M. de Heredia se détache du demeurant du groupe, par sa fidélité au sonnet et par son goût classique : c’est là une branche nouvelle du Parnasse qui commence ; elle s’appuie sur Chénier, sur Leconte de Lisle. Elle sourit à certaines volontés du Symbolisme, pas les essentielles ; « ’est là une école en formation ; on ne peut que regretter ce maniement exclusif d’une forme et on ne la pourra juger qu’après peut-être de nouveaux travaux de M. de Heredia, de M. Léonce Depont, de M. Legouis.

[Items d'étiquetage de la position des objets]
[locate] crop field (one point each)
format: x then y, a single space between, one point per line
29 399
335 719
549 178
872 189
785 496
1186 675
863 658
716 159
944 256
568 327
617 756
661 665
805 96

Petite tâche A ▸
D'après l'extrait fourni, sur quels poètes s'appuie la nouvelle branche du Parnasse ?
Petite tâche B ▸
Reprenez mot pour mot le passage de l'extrait fourni qui va de « M. de Heredia se » jusqu'à « de M. Legouis. ».
Répondez en vous fiant uniquement à l'extrait fourni.

Réponse A ▸
Sur Chénier et sur Leconte de Lisle.

Réponse B ▸
M. de Heredia se détache du demeurant du groupe, par sa fidélité au sonnet et par son goût classique : c’est là une branche nouvelle du Parnasse qui commence ; elle s’appuie sur Chénier, sur Leconte de Lisle. Elle sourit à certaines volontés du Symbolisme, pas les essentielles ; « ’est là une école en formation ; on ne peut que regretter ce maniement exclusif d’une forme et on ne la pourra juger qu’après peut-être de nouveaux travaux de M. de Heredia, de M. Léonce Depont, de M. Legouis.